> _DATA_:
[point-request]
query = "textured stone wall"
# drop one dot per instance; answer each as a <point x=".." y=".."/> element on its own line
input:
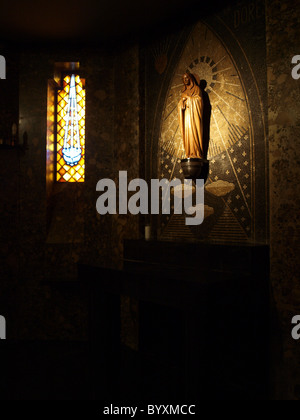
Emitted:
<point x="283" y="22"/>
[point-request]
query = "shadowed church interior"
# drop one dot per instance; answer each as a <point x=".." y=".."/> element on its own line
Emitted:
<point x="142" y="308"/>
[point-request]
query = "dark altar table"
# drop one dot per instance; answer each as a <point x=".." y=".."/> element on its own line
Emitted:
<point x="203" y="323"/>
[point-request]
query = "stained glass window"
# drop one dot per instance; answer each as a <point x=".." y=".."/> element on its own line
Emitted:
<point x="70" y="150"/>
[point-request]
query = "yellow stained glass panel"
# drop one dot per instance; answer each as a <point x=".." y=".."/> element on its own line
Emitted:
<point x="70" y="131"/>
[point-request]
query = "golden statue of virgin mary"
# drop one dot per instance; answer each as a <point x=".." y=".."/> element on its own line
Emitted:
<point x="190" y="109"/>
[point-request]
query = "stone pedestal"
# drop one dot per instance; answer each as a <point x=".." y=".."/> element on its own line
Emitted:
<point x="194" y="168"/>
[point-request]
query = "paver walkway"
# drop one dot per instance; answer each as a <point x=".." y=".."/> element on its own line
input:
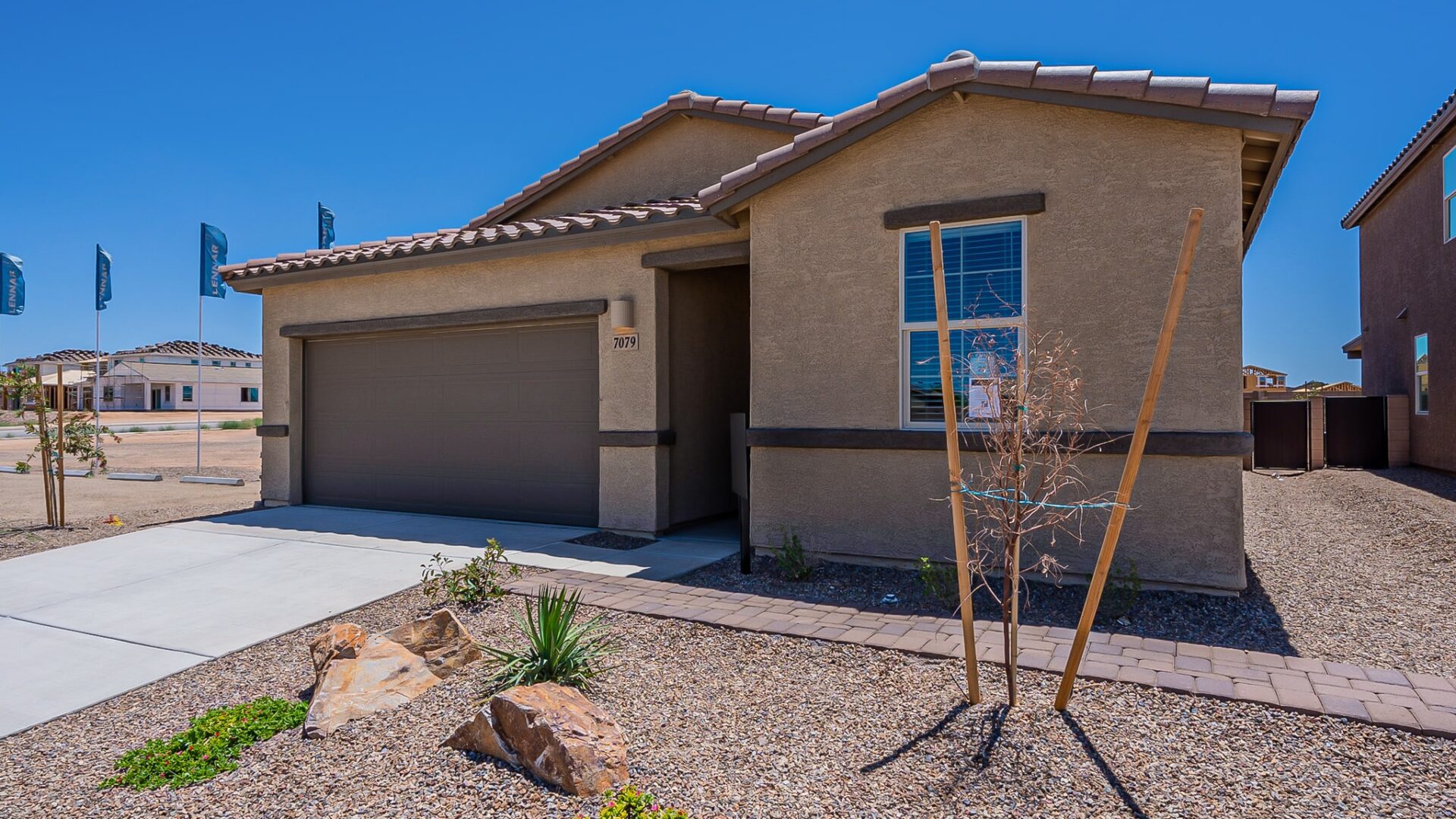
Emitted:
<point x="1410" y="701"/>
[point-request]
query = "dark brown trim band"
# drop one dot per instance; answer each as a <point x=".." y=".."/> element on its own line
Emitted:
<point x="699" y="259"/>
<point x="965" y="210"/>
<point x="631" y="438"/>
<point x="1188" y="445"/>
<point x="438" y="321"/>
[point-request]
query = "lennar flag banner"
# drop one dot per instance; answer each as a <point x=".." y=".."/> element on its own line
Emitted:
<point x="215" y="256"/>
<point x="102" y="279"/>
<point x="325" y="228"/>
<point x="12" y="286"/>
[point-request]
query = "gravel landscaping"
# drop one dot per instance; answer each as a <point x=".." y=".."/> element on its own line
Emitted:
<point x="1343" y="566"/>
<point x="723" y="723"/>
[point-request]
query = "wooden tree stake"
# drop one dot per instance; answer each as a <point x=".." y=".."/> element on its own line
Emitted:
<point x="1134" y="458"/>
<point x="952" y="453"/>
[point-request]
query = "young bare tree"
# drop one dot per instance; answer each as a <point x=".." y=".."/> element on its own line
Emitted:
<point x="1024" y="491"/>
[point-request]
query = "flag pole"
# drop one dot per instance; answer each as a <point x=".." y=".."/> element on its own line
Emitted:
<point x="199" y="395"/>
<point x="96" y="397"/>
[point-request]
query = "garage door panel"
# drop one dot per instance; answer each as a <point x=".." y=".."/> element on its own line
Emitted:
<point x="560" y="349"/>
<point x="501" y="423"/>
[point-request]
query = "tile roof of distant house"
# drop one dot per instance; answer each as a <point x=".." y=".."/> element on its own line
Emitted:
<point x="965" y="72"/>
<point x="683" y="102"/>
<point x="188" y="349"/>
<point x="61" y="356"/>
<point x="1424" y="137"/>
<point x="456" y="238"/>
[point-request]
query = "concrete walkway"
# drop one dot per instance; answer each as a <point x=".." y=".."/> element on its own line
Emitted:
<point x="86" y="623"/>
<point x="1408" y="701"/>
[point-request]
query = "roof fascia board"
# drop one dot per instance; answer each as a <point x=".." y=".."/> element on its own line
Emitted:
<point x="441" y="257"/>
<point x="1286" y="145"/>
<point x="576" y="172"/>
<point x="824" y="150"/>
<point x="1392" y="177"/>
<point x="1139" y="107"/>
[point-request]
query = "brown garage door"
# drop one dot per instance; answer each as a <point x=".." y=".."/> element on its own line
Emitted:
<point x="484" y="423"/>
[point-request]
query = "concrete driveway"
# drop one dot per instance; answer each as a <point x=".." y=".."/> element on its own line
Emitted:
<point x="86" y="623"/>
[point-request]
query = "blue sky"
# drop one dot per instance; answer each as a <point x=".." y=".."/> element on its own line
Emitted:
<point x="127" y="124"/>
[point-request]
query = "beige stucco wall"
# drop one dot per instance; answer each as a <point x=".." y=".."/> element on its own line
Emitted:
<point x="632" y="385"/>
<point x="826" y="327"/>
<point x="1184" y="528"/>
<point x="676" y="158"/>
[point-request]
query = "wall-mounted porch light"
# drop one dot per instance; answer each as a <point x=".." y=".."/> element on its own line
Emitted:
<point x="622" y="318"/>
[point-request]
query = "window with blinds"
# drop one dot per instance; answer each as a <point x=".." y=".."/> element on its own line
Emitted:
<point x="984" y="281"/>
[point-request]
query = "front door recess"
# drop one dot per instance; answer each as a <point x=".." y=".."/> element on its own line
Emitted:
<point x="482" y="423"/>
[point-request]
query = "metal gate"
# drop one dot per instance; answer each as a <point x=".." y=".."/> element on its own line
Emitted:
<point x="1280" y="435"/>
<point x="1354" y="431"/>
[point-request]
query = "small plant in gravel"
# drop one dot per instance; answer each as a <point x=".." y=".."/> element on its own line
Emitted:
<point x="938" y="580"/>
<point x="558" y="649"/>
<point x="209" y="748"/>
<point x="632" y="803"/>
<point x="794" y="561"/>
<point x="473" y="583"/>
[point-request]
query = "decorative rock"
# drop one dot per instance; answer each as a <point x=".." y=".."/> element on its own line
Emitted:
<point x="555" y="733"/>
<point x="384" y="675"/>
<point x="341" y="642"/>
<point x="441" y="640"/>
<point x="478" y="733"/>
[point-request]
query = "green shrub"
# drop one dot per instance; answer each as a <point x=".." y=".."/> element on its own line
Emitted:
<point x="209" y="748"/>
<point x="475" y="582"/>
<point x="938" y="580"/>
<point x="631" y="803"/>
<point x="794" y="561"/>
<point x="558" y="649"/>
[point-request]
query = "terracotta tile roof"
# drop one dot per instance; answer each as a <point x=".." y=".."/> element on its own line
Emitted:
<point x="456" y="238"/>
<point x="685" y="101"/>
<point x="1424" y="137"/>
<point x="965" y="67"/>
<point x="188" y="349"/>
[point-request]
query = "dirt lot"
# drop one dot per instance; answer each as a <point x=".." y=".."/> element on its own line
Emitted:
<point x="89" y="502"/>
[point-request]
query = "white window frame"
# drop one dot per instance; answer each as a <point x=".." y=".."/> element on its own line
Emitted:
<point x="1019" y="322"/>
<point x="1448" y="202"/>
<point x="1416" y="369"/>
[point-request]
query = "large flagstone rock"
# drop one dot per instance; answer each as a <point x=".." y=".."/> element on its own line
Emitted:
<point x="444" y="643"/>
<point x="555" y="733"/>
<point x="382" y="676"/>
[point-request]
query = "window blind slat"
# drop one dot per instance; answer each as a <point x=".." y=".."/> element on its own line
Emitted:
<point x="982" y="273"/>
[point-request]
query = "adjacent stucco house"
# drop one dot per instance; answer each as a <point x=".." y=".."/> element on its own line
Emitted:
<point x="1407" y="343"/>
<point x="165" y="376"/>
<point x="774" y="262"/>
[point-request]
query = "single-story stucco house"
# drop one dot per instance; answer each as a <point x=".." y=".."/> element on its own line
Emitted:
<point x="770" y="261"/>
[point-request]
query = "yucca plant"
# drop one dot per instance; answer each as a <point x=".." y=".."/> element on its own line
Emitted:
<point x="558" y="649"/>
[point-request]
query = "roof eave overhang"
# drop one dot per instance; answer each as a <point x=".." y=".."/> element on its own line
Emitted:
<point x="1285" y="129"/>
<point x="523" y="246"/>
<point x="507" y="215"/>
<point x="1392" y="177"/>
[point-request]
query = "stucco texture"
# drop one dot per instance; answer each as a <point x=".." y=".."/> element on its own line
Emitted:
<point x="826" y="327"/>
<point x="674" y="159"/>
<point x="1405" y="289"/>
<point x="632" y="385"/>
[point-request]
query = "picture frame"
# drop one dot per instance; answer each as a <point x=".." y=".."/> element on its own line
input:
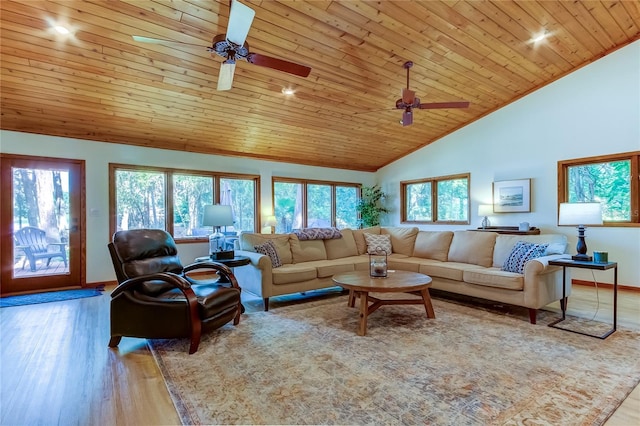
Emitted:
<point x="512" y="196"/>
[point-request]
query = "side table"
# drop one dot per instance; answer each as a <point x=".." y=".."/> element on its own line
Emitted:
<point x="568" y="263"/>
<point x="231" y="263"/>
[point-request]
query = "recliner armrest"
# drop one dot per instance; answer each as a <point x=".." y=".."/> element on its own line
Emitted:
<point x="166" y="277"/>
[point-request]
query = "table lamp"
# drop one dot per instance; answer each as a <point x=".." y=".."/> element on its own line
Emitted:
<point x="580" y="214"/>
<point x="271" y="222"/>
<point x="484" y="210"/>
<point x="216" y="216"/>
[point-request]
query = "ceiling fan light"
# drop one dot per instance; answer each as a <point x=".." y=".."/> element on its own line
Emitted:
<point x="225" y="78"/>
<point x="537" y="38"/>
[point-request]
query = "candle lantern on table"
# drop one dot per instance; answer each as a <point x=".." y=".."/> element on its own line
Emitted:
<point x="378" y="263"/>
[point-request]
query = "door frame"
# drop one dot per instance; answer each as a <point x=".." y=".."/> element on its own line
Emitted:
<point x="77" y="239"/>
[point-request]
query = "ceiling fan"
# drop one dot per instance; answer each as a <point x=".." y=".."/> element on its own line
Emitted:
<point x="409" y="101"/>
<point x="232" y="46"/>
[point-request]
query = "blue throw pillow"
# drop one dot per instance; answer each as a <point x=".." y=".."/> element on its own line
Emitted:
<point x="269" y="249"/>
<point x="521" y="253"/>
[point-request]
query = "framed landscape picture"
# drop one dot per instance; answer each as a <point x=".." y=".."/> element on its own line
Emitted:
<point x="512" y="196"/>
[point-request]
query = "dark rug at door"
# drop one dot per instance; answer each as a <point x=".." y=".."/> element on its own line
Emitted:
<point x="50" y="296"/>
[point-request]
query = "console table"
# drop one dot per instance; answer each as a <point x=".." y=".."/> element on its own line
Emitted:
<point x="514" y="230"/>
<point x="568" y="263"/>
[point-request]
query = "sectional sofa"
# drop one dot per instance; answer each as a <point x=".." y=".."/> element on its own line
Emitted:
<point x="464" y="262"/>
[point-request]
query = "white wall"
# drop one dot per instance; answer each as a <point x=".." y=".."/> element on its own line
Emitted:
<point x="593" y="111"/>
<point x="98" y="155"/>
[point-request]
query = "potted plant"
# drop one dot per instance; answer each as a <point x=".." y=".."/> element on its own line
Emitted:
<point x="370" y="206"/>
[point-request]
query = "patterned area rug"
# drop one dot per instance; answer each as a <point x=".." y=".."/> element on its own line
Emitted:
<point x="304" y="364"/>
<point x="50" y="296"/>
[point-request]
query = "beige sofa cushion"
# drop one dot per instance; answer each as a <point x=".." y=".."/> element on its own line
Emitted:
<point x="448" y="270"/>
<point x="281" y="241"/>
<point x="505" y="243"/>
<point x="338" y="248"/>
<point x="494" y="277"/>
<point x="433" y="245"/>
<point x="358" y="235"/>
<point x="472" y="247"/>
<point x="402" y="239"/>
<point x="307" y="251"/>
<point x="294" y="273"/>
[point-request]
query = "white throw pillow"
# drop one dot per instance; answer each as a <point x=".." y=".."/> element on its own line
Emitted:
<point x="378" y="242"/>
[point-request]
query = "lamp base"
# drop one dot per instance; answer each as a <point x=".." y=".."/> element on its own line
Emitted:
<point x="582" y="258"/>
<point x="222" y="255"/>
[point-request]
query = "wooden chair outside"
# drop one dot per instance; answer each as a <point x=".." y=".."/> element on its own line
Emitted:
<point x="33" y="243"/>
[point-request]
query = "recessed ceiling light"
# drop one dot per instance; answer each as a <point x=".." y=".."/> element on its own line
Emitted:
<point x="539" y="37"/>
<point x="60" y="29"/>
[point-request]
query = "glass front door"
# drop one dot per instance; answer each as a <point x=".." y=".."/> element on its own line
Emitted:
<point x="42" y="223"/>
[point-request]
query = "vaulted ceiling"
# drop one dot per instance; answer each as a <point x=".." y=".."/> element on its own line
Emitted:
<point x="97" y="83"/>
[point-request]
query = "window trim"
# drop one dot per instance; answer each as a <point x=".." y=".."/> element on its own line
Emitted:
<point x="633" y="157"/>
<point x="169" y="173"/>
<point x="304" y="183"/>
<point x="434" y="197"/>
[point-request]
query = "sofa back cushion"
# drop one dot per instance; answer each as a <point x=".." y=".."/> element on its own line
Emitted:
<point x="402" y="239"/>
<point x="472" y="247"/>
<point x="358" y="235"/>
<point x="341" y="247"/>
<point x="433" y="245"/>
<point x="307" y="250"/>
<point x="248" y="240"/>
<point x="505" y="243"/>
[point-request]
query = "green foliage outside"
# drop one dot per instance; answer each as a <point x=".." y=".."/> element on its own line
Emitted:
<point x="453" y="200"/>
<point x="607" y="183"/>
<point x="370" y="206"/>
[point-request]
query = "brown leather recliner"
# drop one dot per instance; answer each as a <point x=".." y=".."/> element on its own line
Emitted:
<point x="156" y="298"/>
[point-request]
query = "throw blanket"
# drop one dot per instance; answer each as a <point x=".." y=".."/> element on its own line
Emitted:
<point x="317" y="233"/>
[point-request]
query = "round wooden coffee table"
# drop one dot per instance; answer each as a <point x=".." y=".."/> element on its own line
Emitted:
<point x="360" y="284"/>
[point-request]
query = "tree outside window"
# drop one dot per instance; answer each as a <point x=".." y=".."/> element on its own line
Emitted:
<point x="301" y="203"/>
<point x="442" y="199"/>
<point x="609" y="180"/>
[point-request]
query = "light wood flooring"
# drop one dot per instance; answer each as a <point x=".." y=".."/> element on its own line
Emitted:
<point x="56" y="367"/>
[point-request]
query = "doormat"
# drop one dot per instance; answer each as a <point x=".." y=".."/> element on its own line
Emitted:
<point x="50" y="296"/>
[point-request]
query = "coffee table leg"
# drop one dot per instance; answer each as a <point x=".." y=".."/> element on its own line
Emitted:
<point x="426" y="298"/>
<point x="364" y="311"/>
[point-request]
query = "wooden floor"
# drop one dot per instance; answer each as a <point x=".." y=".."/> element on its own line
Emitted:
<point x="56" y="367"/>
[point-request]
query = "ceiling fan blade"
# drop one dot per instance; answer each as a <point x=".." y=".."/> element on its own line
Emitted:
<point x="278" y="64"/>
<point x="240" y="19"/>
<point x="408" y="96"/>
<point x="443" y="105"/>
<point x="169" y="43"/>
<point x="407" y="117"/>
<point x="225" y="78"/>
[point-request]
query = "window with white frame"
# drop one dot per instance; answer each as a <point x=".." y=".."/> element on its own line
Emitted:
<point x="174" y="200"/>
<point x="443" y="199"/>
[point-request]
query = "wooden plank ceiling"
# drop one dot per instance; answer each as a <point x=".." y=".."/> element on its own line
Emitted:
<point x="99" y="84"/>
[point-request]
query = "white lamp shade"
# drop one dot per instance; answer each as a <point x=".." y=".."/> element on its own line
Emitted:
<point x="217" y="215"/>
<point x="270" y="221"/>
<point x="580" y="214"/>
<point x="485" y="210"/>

> _PROMPT_:
Locate every line in the rows above that contains the word "light", and copy each of those lines.

> _CORRECT ANSWER_:
query = "wall-mounted porch light"
query = "ceiling fan light"
query = "recessed ceiling light"
query = "light wood flooring"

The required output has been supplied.